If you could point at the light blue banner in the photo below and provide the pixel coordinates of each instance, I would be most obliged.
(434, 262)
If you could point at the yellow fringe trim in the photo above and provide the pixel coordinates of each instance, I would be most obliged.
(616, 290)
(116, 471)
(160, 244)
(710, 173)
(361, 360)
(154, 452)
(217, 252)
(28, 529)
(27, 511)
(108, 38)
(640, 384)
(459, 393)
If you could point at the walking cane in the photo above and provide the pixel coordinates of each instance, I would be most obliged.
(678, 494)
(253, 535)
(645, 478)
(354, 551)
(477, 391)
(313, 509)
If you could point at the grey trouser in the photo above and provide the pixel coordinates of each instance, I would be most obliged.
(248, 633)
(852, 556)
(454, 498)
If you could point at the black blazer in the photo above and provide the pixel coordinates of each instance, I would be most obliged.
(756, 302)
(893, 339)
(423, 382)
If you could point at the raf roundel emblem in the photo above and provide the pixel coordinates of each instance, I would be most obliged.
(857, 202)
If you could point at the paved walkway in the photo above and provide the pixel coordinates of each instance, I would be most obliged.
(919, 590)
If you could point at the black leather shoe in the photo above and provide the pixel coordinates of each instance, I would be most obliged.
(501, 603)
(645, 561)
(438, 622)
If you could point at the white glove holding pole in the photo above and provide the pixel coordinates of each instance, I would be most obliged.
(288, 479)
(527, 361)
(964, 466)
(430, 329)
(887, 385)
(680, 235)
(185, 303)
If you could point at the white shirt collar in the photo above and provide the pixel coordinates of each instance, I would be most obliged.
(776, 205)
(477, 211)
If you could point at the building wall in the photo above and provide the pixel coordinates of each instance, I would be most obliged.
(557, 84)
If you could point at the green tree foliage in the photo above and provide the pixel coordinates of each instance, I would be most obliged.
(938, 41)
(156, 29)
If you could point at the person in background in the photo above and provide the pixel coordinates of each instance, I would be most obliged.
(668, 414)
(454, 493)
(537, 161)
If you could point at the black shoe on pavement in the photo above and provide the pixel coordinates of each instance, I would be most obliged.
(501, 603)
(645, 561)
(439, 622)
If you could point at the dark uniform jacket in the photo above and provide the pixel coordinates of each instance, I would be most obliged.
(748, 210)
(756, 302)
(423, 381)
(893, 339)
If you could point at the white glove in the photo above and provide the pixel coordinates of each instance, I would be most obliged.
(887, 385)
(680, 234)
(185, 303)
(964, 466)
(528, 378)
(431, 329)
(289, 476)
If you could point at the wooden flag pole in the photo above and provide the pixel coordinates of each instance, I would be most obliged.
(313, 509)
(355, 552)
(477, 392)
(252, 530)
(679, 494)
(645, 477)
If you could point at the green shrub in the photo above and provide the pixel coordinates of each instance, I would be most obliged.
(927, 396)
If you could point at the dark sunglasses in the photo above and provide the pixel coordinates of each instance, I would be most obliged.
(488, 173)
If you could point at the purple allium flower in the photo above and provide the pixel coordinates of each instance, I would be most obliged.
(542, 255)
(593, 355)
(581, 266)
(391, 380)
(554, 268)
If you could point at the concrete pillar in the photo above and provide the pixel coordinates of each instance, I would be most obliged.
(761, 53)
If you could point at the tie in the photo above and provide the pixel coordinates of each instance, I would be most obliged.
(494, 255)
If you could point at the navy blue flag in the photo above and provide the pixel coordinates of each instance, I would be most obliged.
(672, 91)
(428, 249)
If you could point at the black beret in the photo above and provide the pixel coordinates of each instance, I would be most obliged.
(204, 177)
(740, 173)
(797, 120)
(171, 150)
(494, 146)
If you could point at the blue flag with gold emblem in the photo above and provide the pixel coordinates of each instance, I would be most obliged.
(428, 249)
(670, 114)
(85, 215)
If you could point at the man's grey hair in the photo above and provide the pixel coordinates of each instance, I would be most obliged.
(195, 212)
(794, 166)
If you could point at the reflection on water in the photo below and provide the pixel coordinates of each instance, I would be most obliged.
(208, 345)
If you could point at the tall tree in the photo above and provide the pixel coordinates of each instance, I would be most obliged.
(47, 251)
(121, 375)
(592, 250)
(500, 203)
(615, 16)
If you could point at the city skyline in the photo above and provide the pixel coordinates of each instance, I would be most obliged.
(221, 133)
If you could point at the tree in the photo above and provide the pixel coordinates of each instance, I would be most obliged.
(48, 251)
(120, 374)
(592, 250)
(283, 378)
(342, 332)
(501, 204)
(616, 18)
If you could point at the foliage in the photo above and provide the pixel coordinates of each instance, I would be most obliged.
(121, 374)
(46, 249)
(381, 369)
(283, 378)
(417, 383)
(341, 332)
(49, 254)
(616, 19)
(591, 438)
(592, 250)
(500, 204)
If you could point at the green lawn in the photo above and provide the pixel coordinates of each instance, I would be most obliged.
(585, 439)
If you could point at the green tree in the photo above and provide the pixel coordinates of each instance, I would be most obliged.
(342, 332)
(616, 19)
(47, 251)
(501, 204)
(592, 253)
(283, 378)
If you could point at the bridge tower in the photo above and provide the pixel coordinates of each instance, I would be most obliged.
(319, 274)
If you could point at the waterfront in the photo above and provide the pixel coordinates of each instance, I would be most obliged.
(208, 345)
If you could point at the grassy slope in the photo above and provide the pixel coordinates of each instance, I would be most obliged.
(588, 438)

▸ **Your task**: Write the data out again. Match it word for word.

▸ **Worked solution**:
If you could point at the light blue banner in the photo below and provide the pixel coordinates of each instance, I would be most obliged.
(434, 262)
If you could point at the yellow fringe trim in the photo above and provide the pixel coordinates of each instance, I would be most obliged.
(616, 290)
(116, 471)
(160, 244)
(710, 173)
(361, 360)
(154, 452)
(217, 252)
(28, 529)
(27, 511)
(108, 38)
(640, 384)
(459, 393)
If you could point at the walking cane in the photo above and provide the pixel coordinates of each instance, I would be most obliged.
(678, 494)
(253, 535)
(645, 478)
(354, 551)
(477, 391)
(313, 509)
If you could point at the grey trouser in the photo above and provide the pixel coordinates of each instance, I would be most obliged.
(248, 633)
(852, 556)
(454, 498)
If you could point at the black blazer in the photo above and provide the pixel coordinates of each instance, I would be most obliged.
(756, 302)
(893, 339)
(423, 382)
If you could point at the raf roundel emblem in the photo above and provide the pixel coordinates of each instance, I would be most obliged.
(857, 202)
If you could point at the paved walkway in the photo above and provide the pixel coordinates of each instance, I would be most obliged.
(919, 590)
If you could point at the black leather shoe in the photo above and provide the pixel coordinates of each instance, I would be most obliged.
(501, 603)
(645, 561)
(438, 622)
If you could point at the white glove holding pole in the photo above and provide the pixel coordinates of each instance, I would be most obliged.
(288, 479)
(527, 361)
(964, 466)
(430, 329)
(887, 385)
(680, 235)
(185, 303)
If you could point at the white shirt collar in the photo above and provide the pixel coordinates of each instance, I would be most obliged.
(776, 205)
(477, 211)
If you could point at the building wall in the photo above and provide the pixel coordinates of each instance, I would be most obliged.
(557, 84)
If you could point at the green tree foliage in the photo above and provide the pixel coordinates of each instance, I would be most obliged.
(938, 41)
(156, 29)
If you could point at the person in background in the photo above and provide the pixel coordinates of each instance, I would be most obliged.
(668, 414)
(454, 493)
(537, 161)
If you could point at the black shoe on pavement in the photo above and provide the pixel coordinates of each instance, I would be most obliged.
(501, 603)
(645, 561)
(439, 622)
If you could point at the dark uniform jacket in the photo above and provide the pixel coordinates of each instance, I would be most obliged.
(748, 210)
(756, 302)
(423, 381)
(893, 339)
If you could point at the white glove in the photo above and provide the pixel coordinates of each instance, I would be most obliged.
(887, 385)
(680, 234)
(185, 303)
(964, 466)
(528, 378)
(431, 329)
(289, 476)
If you could point at the wooden flag pole in the photo above and provide the pixel coordinates of each instance, I would be most obliged.
(313, 509)
(355, 552)
(477, 392)
(252, 530)
(679, 494)
(645, 477)
If you could point at the green shrub in the photo above and provide the pixel coordinates of each instance, I would be most obliged.
(927, 396)
If you could point at the dark sunglasses in the photo above and provide the pixel coordinates of each instance, I would be most obliged.
(488, 173)
If you could point at the purple allium flower in the photo above and provide the pixel coordinates of each instance, I would be most obliged.
(542, 255)
(593, 355)
(581, 266)
(391, 380)
(554, 268)
If you could point at the concrete pillar in the photo above and provide the pixel coordinates of each instance, I would be most obliged.
(761, 53)
If you could point at the tie in the photo above and provide the pixel coordinates of each instance, I would be most obliged.
(494, 255)
If you could point at the navy blue flag in the photo above and provide the pixel coordinates of each instance, I would be most obliged.
(672, 91)
(428, 249)
If you could point at the black beret in the photo above and provide the pixel coordinates of each instance, I would be most obliged.
(204, 177)
(740, 173)
(797, 120)
(171, 150)
(494, 146)
If you could point at the blue flag with gold emblem in the photo above and provide the pixel coordinates of each instance, I would be most obliged.
(428, 249)
(670, 114)
(85, 215)
If you could point at the man's grey hair in the photo above and provide the pixel coordinates of each instance, I would be most obliged.
(195, 212)
(794, 166)
If you could point at the reflection on water in the photo below and provide the pixel coordinates of each instance, I would be most obliged.
(208, 345)
If you could point at the tall tree in the photo above and provide the pixel coordinates of each instance, I would be most obliged.
(47, 251)
(121, 375)
(592, 250)
(500, 203)
(615, 16)
If you could point at the city skyline in the photo above and provide the pixel coordinates of each instance, I would be most obliged.
(221, 133)
If you could point at the tree in the photo above and provide the pixel coordinates of each instance, I would be most obliged.
(48, 251)
(120, 374)
(592, 250)
(283, 378)
(342, 332)
(501, 204)
(616, 18)
If you could point at the foliage in the photo above and provide the pixel coordinates of each instance, I would be most obliged.
(121, 374)
(46, 249)
(381, 369)
(283, 378)
(417, 383)
(341, 332)
(49, 254)
(616, 19)
(591, 438)
(592, 250)
(500, 204)
If you could point at the green lawn in the photo above and provide the pixel coordinates of each instance, I would be most obliged.
(585, 439)
If you could point at the green tree in the photo above and provide the pixel coordinates of each instance, I would be most obliged.
(342, 332)
(616, 19)
(47, 251)
(501, 204)
(592, 253)
(283, 378)
If you could point at the bridge tower in the photo above and provide the pixel coordinates of each instance, I would be most obliged.
(319, 274)
If you could point at the waterfront in the photo above and provide the pixel coordinates of each instance, I would be most obliged.
(208, 345)
If you could point at the grassy slope in the photo above and provide the pixel coordinates of each instance, I would be most obliged.
(588, 438)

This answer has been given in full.